# start of DATA PROVIDED

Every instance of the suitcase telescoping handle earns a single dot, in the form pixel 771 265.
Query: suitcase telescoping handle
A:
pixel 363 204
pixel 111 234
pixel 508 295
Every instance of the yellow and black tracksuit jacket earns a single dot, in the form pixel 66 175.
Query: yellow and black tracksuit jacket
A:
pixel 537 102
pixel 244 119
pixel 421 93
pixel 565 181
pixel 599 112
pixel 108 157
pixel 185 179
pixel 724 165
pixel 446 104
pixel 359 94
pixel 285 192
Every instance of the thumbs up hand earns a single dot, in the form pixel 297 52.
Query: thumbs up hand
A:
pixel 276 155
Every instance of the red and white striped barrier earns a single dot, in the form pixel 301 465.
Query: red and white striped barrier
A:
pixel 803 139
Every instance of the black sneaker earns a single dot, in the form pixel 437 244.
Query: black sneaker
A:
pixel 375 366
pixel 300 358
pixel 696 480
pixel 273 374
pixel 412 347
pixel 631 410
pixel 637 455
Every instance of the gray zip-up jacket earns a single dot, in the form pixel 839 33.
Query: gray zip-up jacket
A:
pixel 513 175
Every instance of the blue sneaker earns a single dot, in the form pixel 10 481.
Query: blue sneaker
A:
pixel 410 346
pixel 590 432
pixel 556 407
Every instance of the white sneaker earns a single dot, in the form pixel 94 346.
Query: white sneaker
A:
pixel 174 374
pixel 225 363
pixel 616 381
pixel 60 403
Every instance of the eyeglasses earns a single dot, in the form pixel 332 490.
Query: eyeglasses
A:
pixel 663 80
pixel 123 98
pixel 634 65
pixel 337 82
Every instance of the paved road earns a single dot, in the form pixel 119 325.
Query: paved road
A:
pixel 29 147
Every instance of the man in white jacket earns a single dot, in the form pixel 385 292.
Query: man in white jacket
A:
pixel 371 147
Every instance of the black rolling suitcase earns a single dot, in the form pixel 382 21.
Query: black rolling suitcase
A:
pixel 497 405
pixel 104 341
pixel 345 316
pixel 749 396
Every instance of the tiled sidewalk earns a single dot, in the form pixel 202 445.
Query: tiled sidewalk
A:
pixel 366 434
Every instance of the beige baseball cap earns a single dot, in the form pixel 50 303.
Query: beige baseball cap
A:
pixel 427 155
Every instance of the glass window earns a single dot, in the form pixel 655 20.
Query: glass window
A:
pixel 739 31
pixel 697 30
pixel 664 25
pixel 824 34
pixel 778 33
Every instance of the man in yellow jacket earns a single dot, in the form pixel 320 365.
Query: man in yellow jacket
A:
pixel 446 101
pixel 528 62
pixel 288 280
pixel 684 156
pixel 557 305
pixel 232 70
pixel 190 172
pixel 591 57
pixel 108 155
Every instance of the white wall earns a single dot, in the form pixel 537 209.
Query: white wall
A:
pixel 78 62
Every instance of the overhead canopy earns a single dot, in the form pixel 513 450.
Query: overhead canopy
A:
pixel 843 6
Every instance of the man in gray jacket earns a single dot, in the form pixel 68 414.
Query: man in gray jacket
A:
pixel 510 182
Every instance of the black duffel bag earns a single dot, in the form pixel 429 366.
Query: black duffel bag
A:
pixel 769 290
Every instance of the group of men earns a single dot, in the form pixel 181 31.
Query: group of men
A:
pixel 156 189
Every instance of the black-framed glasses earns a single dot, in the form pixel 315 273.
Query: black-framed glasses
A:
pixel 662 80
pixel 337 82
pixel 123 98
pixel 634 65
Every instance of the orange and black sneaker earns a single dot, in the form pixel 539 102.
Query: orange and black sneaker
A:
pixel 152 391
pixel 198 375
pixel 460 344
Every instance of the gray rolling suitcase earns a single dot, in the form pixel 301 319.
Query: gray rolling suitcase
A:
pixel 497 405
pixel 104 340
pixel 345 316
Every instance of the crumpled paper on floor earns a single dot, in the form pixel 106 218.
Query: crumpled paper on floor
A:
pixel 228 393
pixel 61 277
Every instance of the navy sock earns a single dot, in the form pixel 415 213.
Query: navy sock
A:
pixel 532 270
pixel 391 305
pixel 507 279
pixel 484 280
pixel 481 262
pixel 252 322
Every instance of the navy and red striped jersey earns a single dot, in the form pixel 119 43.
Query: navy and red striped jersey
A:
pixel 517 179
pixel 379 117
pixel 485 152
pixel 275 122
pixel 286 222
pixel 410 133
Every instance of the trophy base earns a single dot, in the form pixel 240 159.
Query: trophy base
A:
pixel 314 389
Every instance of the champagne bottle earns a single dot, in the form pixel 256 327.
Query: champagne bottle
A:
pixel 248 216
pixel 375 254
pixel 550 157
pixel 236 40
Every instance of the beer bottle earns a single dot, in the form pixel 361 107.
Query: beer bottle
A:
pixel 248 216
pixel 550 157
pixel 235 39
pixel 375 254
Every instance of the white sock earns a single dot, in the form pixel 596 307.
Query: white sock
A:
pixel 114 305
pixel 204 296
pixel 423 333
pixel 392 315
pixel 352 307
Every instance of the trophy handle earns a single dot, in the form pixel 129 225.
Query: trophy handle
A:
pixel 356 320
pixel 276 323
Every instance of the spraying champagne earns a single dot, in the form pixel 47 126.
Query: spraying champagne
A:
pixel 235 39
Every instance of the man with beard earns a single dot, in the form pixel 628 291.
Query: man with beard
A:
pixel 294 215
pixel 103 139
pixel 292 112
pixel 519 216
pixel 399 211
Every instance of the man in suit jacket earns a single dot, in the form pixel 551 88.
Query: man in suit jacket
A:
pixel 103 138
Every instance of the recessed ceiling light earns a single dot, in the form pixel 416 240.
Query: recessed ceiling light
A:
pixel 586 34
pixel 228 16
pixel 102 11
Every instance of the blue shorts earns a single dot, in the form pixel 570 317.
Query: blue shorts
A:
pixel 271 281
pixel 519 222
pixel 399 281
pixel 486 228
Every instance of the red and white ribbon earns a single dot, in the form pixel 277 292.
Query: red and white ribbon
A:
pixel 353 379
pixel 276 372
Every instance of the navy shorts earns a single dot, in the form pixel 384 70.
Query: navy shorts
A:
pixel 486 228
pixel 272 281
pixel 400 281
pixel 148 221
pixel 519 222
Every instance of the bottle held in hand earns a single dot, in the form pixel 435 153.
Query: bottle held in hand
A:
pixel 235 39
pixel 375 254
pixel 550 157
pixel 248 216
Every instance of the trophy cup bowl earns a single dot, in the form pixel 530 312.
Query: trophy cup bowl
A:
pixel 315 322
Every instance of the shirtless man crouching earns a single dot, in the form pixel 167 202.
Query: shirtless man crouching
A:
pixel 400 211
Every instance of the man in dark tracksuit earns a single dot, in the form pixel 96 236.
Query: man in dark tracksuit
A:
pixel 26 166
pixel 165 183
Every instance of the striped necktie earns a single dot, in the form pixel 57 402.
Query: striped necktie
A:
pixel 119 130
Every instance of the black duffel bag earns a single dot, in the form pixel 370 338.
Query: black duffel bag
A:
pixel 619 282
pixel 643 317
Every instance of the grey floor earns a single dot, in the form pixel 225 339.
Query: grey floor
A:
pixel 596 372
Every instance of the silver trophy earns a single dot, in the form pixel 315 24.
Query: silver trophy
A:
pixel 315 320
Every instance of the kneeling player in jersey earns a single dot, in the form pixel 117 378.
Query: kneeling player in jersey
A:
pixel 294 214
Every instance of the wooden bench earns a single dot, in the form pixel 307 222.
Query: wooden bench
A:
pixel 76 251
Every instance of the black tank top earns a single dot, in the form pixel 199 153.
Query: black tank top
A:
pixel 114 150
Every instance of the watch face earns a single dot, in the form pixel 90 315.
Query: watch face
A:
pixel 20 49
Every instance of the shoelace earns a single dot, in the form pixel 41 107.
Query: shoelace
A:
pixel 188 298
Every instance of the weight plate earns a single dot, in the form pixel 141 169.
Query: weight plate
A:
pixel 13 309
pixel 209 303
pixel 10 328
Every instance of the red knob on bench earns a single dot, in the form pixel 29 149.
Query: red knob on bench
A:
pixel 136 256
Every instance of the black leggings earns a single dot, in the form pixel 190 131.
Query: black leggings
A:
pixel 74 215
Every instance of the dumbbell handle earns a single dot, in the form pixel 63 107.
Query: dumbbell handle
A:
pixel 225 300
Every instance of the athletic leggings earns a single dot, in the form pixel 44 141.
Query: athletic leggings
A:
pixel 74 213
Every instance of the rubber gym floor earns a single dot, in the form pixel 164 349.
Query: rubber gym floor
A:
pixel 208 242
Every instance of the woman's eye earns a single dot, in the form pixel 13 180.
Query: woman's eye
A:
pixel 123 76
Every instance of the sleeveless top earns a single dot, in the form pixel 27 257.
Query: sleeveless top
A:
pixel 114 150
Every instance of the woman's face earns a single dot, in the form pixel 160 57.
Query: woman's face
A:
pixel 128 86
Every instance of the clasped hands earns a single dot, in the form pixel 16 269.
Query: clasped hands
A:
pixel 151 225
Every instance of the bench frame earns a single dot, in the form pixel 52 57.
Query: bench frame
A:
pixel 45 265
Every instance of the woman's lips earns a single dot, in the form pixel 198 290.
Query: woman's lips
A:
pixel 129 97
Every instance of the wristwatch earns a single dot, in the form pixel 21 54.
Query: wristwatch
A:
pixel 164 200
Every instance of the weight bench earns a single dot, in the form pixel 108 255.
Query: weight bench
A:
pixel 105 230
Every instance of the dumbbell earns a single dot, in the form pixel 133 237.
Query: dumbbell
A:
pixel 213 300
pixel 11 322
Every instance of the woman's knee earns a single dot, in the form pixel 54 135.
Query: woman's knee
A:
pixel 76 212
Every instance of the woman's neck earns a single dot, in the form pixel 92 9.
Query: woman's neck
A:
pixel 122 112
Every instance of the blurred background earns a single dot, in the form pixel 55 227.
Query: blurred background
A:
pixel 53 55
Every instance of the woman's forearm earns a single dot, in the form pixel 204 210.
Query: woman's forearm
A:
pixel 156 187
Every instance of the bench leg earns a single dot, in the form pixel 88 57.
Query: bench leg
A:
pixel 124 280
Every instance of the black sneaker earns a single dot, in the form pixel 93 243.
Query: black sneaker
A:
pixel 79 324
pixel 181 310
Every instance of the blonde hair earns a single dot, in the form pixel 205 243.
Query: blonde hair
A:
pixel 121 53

# end of DATA PROVIDED

Reproduce the data above verbatim, beginning with the line containing "pixel 437 244." and continuing through the line containing "pixel 749 396", with both of those lines included.

- RESULT:
Every instance of the black sneaker earns a single dot, in the form pixel 437 244.
Query: black sneaker
A:
pixel 375 366
pixel 300 358
pixel 696 480
pixel 273 374
pixel 412 347
pixel 631 410
pixel 637 455
Every instance of the gray zip-up jacket earns a single dot, in the form pixel 839 33.
Query: gray zip-up jacket
A:
pixel 513 175
Every instance of the blue sneaker earns a single dot, in the form pixel 10 481.
Query: blue sneaker
A:
pixel 410 346
pixel 590 432
pixel 556 407
Every instance of the white sneaker earns a single dot, in the form pixel 94 346.
Query: white sneaker
A:
pixel 174 374
pixel 225 363
pixel 616 381
pixel 60 403
Every instance of the eyeglasses earns a single dot, in the form pixel 332 490.
Query: eyeglasses
A:
pixel 663 80
pixel 123 98
pixel 634 65
pixel 337 82
Every instance of the paved road earns a single dot, in the form pixel 119 325.
Query: paved road
A:
pixel 29 147
Every instance of the man in white jacket earns a single dot, in the form pixel 385 292.
Query: man in white jacket
A:
pixel 371 147
Every instance of the black rolling suitcase earns a single dot, in the form pixel 382 21.
Query: black rolling suitcase
A:
pixel 497 405
pixel 104 341
pixel 345 316
pixel 749 396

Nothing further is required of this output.